**TASK:** Every entry must be reproduced word for word.

[Point-per-instance localization data]
━━━

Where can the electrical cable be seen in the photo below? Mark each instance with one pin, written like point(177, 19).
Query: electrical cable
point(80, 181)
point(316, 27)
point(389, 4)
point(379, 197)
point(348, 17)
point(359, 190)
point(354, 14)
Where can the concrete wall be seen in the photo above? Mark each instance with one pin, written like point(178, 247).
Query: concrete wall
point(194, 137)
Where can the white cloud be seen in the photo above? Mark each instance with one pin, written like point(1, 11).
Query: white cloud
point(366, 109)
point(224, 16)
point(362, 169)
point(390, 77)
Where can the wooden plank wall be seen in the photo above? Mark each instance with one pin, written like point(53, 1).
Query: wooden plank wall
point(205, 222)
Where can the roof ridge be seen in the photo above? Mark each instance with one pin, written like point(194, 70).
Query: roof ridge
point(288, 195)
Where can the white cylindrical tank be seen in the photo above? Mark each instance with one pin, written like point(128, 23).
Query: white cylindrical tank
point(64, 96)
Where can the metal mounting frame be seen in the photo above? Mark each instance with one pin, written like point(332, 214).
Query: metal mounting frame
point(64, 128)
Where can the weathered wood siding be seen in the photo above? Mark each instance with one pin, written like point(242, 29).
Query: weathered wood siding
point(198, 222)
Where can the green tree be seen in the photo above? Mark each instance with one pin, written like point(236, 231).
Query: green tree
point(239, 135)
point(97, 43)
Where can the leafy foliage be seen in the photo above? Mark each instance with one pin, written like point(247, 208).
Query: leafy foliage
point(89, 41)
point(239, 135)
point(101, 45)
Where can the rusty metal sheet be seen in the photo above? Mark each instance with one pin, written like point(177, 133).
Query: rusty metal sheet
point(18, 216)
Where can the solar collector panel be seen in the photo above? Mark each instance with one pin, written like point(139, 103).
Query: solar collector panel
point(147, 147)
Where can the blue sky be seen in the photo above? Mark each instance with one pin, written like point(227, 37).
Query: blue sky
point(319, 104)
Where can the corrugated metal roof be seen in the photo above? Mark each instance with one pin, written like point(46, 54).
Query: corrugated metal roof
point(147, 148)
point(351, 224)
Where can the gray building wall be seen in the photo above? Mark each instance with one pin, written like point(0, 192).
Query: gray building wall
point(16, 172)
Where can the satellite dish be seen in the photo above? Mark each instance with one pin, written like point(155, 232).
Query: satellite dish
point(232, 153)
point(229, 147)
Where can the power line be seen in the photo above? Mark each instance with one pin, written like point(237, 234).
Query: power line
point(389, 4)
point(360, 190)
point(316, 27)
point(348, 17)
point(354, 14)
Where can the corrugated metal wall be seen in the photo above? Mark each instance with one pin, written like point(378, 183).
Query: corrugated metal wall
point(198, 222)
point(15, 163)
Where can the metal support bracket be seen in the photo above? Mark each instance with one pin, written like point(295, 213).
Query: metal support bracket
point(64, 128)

━━━

**TASK RESPONSE:**
Where can the electrical cable be seen in the photo below? Mark each instance with one pin, written like point(177, 19).
Query: electrical cable
point(80, 181)
point(316, 27)
point(389, 4)
point(379, 197)
point(348, 17)
point(359, 190)
point(354, 14)
Where can the concrete wall be seen in the photo above? Mark each instance with one pin, written like point(178, 247).
Query: concrete wall
point(194, 137)
Where can the white cloud be seen in the photo above? Mark each instance with one pin, written like point(1, 11).
Query: white cloud
point(366, 109)
point(224, 16)
point(362, 169)
point(390, 77)
Where can the wooden plank wall be seen in the photo above? Mark each instance with one pin, written like point(53, 1).
Query: wooden plank wall
point(205, 222)
Where can the roof ridge be seen in the photo above? Mark each instance with one pin, written like point(194, 70).
Query: roof ridge
point(288, 195)
Where can the white cylindrical tank be seen in the photo above? Mark each instance with one pin, written like point(128, 23).
Query: white cylindrical tank
point(64, 96)
Where can the metal mounting frame be seen in the photo above? Mark each instance with one pin, written like point(332, 214).
Query: metal mounting frame
point(64, 128)
Where can the weathered wood siding be seen in the photo above? Mark each instance with one pin, written like point(242, 29).
Query: weathered wood siding
point(198, 222)
Where can the green tree be seen in the photo above? Mark each instance with one pin, written like point(236, 231).
Query: green tree
point(239, 135)
point(97, 43)
Where can the leafy foliage be seen in the photo above? Mark each instance with one pin, written like point(247, 208).
Query: leafy foliage
point(89, 41)
point(239, 135)
point(101, 45)
Where can the rusty metal sheet be seen in the photo above? Mark each instance with one pin, written like point(177, 133).
Query: rusty metal sheet
point(18, 216)
Where can the solar collector panel be seen in the photo above? Mark each instance with one pin, written like point(139, 103).
Query: solar collector panel
point(147, 147)
Where can the blue sky be seen in the photo above? Mark each instance with one pin, written like point(227, 37).
Query: blue sky
point(319, 104)
Where can the corrugated metal roof be seen in the photo above? Mark each instance with one pin, written like point(46, 54).
Query: corrugated metal roof
point(147, 148)
point(351, 224)
Where can the gray building wall be seen in the photo above? Mark each instance with one pin, written like point(0, 192).
Query: gray building wall
point(16, 172)
Where can the satellite dish be seen in the photo above? Mark each instance with one pin, written like point(155, 232).
Query: satellite dish
point(232, 153)
point(229, 147)
Where can the power line be seen in the photo above? Mark each instance with one pin, written like point(237, 234).
Query: power line
point(389, 4)
point(360, 190)
point(316, 27)
point(348, 17)
point(354, 14)
Where can the corrugated metal wall be seen in the photo above? Mark each instance with one pin, written like point(378, 183).
Query: corrugated metal wall
point(198, 222)
point(15, 163)
Where can the metal support bracket be seen in the photo above? Mark each instance with one pin, written like point(295, 213).
Query: metal support bracket
point(64, 128)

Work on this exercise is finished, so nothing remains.